▶ _EXERCISE DIRECTIONS_
Identify every line in the records below that contains the string "door", and copy each of those lines. Matching is case-sensitive.
───── TASK INPUT ─────
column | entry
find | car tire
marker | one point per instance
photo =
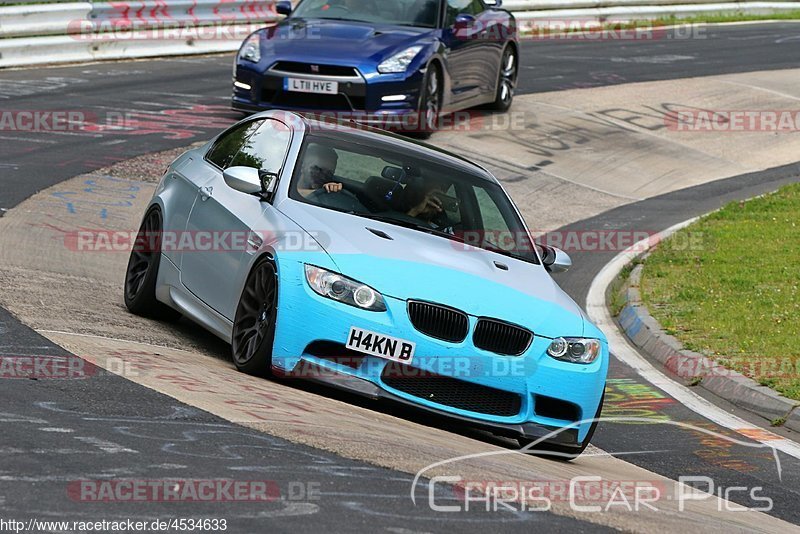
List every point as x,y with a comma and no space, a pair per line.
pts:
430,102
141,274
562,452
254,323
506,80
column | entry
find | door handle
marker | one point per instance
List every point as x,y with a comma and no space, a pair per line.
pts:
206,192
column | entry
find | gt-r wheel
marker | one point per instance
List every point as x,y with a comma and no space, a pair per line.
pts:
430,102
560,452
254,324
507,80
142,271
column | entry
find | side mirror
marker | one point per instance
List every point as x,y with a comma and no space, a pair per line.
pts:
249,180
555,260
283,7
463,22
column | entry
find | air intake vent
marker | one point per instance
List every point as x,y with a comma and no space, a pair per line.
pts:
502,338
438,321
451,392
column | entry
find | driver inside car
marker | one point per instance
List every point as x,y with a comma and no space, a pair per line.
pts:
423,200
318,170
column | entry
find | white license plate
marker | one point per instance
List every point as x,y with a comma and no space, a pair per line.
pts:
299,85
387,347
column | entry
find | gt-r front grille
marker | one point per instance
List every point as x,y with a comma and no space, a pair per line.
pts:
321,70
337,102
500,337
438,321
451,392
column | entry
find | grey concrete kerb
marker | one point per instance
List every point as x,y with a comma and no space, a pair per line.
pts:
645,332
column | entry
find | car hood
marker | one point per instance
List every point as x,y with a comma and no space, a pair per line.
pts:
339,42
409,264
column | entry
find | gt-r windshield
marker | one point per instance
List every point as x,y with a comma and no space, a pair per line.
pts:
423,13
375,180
─────
───── TASK INPUT ─────
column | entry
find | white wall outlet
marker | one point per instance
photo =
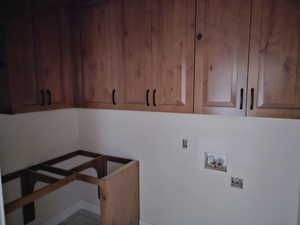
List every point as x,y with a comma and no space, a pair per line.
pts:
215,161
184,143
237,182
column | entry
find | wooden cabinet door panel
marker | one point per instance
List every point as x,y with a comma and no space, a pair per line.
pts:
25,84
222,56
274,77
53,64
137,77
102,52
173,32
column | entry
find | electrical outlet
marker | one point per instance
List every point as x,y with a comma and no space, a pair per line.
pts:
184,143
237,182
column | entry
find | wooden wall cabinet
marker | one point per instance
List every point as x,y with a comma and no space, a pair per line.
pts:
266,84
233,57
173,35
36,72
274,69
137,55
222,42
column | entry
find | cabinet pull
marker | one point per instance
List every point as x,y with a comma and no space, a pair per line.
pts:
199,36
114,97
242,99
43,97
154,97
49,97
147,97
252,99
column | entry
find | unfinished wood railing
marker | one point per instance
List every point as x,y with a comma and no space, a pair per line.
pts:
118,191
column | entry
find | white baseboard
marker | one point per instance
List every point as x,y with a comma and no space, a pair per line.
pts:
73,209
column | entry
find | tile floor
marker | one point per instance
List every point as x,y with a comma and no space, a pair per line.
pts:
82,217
─────
▶ _PROBLEM SOLUTION_
find | door handle
find | wooden cabinet door panel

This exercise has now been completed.